How to Combat Instagram's Organic Reach Decline in 2023

How to Combat Instagram's Organic Reach Decline in 2023: It's no secret that Instagram has been facing heavy scrutiny from its users over the past year or so due to the infamous and ever-changing algorithm. Many users have complained that their photos, in particular, receive far less traction—likes, shares, views, etc.—than in previous years due to the introduction of Instagram Reels in August 2020.

Reels were first introduced to compete with the powerhouse TikTok, which uses full-screen video clips ranging from just seconds to ten minutes. But since the introduction of Reels, many users have seen the "decline" of Instagram right before their eyes in the form of Jersey-Shore-like reels dominating their feeds, irrelevant ads in place of every fourth post, and a plethora of posts from unfollowed accounts.

Flashback to 2010, when Instagram was first launched; feeds were chronological, ads were nonexistent, Reels were a distant dream, and posts from accounts were only shown to users if they were following those accounts. In many ways, that version of Instagram, though still highly immature, was what garnered so much traction for the platform in the first place.

> **Work required**:
Continue the article on Instagram's organic reach decline, starting right after its last sentence.

> **Material provided**:
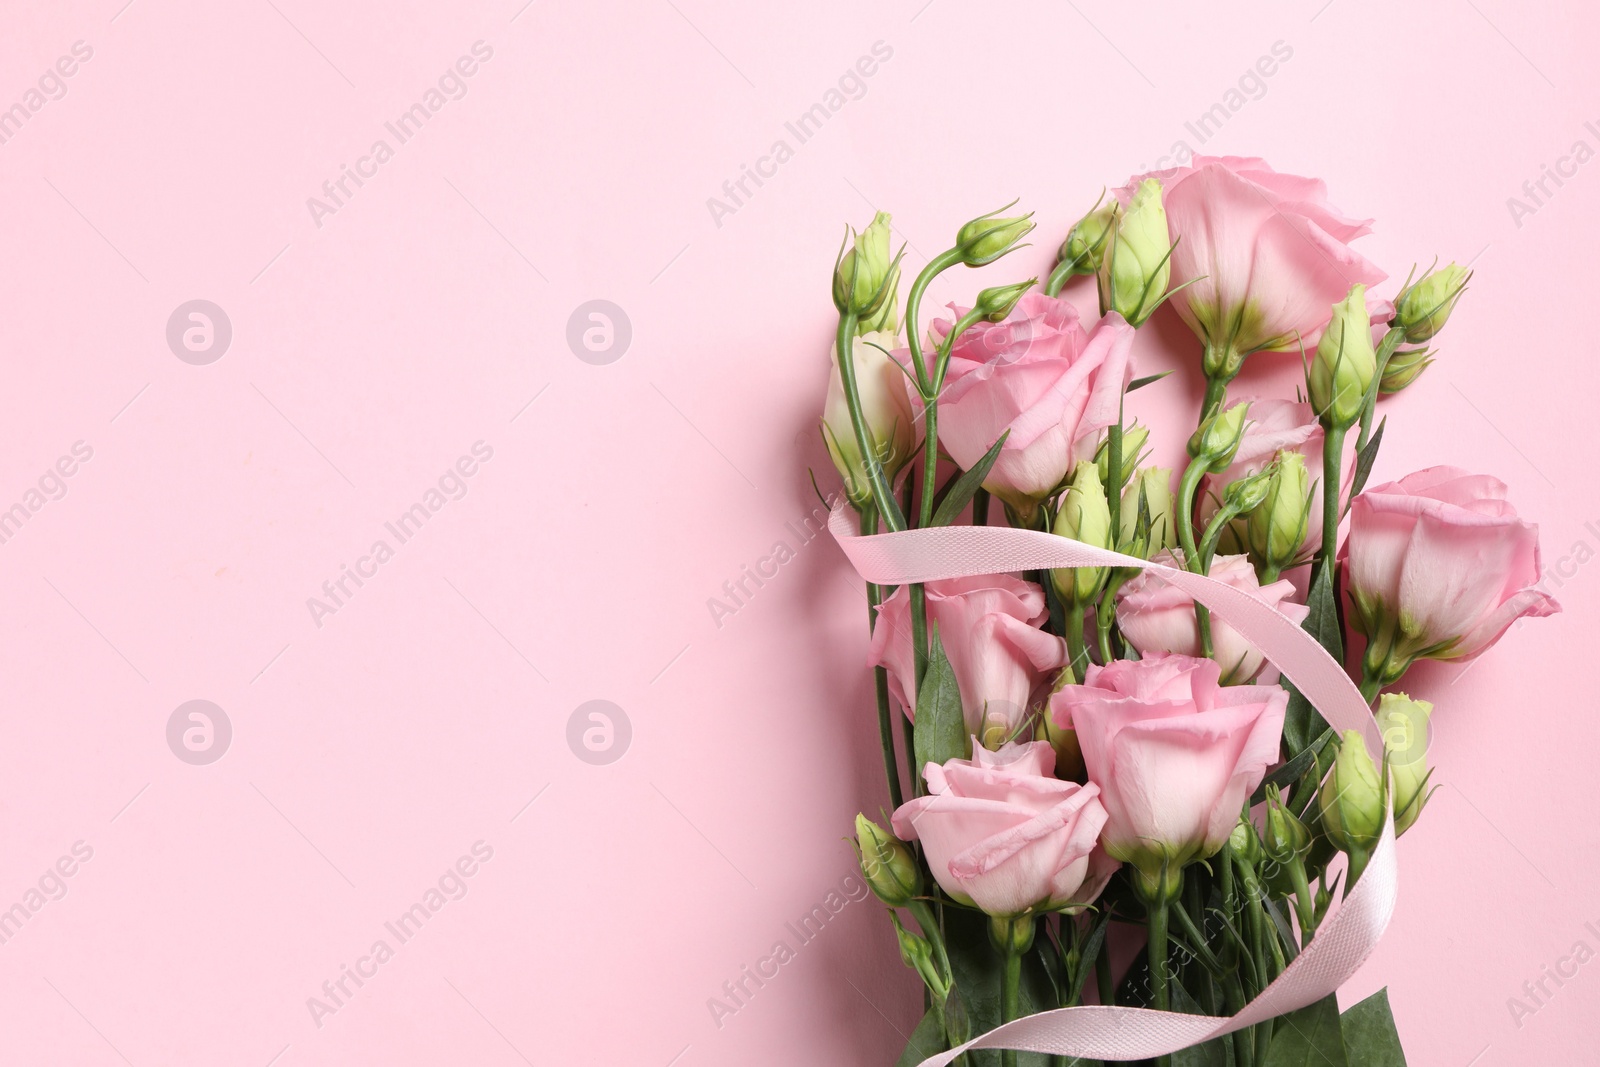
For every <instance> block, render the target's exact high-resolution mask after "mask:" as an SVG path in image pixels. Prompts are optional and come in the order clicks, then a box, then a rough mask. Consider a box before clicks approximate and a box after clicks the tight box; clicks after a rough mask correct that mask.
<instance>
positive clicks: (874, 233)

> **Exercise result**:
Looking at recent stats in this interesting post, it is clear that Instagram itself is certainly not dead or dying. Instead, it continues to grow. With over 2 billion reported active users per month spending an average of 30 minutes (for US adults) on the platform per day, it's no wonder why so many marketers have continued to leverage the platform.

But the Instagram once known for its organic reach and engagement has transfigured itself from a fun and socially-oriented platform where users could interact with one another and build a community to a pay-to-play marketing domain aimed at sucking users into mindless doom scrolling and useless purchasing. And with that, let's get into how to combat Instagram's (obviously) declining organic reach and engagement.

Is Instagram Dying?

No, Instagram is not "dying." In fact, it has seen tremendous growth in recent years, with over 2 billion reported monthly users and counting. Instagram is a popular platform for sharing photos and videos, connecting with friends, and discovering content worldwide. With its growing user base and the introduction of new features, Instagram is likely to continue to be a popular platform for many years to come.

But just because a platform is "growing" on paper doesn't necessarily mean everything is sunshine and daisies. After all, since the general public has no way of measuring Instagram's growth, it's important to take their reports with a grain of salt. Think about it, how many accounts per day follow or engage with your profile? And how many of those accounts are clearly spam/bots? In our experience, we'd be willing to guess of all "2 billions+" Instagram accounts, around 10%-15% of them are spam/bots (but of course, we have no way of proving that).

Why Does Instagram Have So Many Bots and Spam Accounts?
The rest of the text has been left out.